Selected text:

▬▬▬▬▬▬▬▬▬▬

The Labeates minted coins around the 2nd century BC. Coins bearing the inscription of the ethnicon ΛΑΒΙΑΤΑΝ (LABIATAN) have been found in northern Albania. Illyrian light ships (lembus, pl. lembi) are often engraved on Labeatan coins, sometimes depicted with figureheads of serpents.

During his reign, the Illyrian king Gentius adopted economic measures which are well testified by archaeological finds. He developed a new system of coinage in the territory of his political entity. He allowed to mint coins to the cities of Skodra, Lissus, Rhizon and Lychnidus, allowing it also to the Labeatae and Daorsi, two of the most important Illyrian ethnics of the region at that time. This system considerably expanded the circulation of coins reaching even the deepest areas of the kingdom.

Gentius centralized the production of the coins, interrupting the old minting of Skodra, and starting the production of new coins, which, instead of the engraving of Zeus, adopted the portrait of the king, while on the reverse continued bearing the typical engraving of the Illyrian ship (lembus), but the name of the king was engraved on them instead of the legend of the city. Thus Gentius had evidently removed monetary autonomy from the city of Skodra, and transformed the mint of Skodra's koinon into a royal mint.

▬▬▬▬▬▬▬▬▬▬

(Collection entries)
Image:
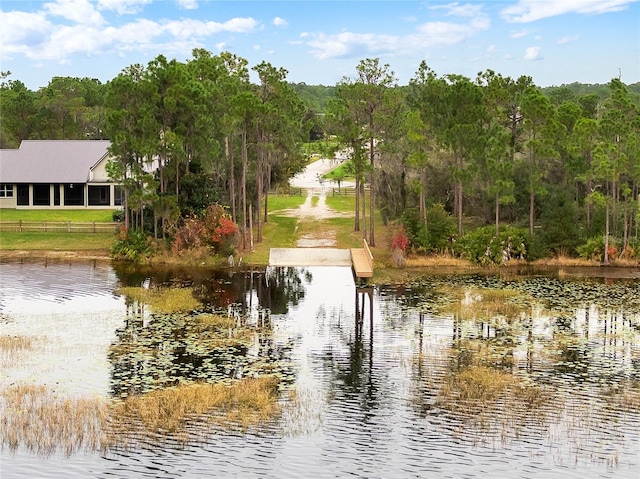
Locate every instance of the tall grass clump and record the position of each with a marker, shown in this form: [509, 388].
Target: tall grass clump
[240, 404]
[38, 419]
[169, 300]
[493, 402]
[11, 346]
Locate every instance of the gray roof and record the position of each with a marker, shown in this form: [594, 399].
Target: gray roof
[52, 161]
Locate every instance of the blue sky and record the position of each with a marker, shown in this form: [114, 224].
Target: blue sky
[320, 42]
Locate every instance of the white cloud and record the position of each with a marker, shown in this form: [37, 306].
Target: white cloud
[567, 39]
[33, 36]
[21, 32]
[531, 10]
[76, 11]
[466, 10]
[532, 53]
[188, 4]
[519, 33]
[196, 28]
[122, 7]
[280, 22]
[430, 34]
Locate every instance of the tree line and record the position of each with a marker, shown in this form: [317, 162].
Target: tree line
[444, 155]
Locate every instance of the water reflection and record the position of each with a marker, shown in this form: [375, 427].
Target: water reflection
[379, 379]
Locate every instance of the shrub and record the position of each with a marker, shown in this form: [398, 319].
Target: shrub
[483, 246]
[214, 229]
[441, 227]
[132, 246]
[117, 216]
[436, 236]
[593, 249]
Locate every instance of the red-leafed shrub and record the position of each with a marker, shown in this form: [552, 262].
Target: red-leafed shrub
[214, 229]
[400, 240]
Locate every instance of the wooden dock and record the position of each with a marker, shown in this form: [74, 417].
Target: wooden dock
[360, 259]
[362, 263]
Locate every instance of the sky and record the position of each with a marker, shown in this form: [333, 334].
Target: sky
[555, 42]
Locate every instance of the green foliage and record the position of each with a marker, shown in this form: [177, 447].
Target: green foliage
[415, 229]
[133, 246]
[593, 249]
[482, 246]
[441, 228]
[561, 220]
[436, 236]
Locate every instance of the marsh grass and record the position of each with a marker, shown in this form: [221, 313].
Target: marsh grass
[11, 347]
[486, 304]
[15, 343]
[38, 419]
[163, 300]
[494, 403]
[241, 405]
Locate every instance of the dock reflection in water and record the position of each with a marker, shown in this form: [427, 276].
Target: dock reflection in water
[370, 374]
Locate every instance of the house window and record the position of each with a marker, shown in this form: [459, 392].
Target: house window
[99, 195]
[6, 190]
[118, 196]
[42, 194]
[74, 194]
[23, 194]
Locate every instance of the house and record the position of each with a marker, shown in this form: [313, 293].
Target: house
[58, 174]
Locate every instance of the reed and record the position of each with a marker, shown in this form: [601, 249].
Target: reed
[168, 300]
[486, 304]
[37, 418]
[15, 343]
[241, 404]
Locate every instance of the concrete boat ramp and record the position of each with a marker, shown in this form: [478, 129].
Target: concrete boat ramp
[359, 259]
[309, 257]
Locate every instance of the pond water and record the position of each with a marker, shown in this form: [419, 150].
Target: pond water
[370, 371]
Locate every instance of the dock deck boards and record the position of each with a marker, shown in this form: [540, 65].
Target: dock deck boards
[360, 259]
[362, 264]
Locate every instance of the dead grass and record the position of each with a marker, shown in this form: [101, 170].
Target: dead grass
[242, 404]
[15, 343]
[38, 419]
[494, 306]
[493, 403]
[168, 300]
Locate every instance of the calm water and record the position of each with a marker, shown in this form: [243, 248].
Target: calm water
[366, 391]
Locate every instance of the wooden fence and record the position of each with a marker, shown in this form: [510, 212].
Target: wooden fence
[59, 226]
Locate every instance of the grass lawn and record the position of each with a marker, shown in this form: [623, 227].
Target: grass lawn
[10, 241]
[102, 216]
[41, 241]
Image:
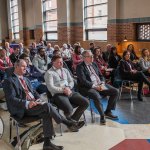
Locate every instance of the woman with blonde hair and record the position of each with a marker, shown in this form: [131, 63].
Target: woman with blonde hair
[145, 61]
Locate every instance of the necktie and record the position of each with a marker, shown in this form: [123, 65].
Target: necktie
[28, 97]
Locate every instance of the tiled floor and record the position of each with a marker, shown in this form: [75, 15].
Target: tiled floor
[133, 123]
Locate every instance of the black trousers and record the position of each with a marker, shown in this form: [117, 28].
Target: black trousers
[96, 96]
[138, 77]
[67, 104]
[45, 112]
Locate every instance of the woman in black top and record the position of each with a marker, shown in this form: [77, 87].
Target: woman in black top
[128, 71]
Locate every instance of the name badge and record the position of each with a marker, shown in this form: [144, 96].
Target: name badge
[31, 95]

▬▬▬▬▬▬▬▬▬▬

Directions:
#1 According to the passage on Illyrian coinage, what took the place of the engraving of Zeus on the new coins Gentius produced?
#2 Write a continuation of the passage on Illyrian coinage, picking up after its final sentence.

Per-task outputs:
#1 The portrait of the king.

#2
Gentius allowed other communities like Lissus, Labeatae and Daorsi to mint coins with the names of their koinon or ethnos, but nevertheless obliged them to respect the state standard, that was to engrave in the coins the portrait of the king and the Illyrian light ships. In addition, the coins of all these political entities had to respect the same size and weight as the coins produced in the royal mint of Skodra.

Coins bearing the ethnicon of the Labeatae were minted also during the Roman period. These coins are mainly found on the mountainous area surrounding Skodra.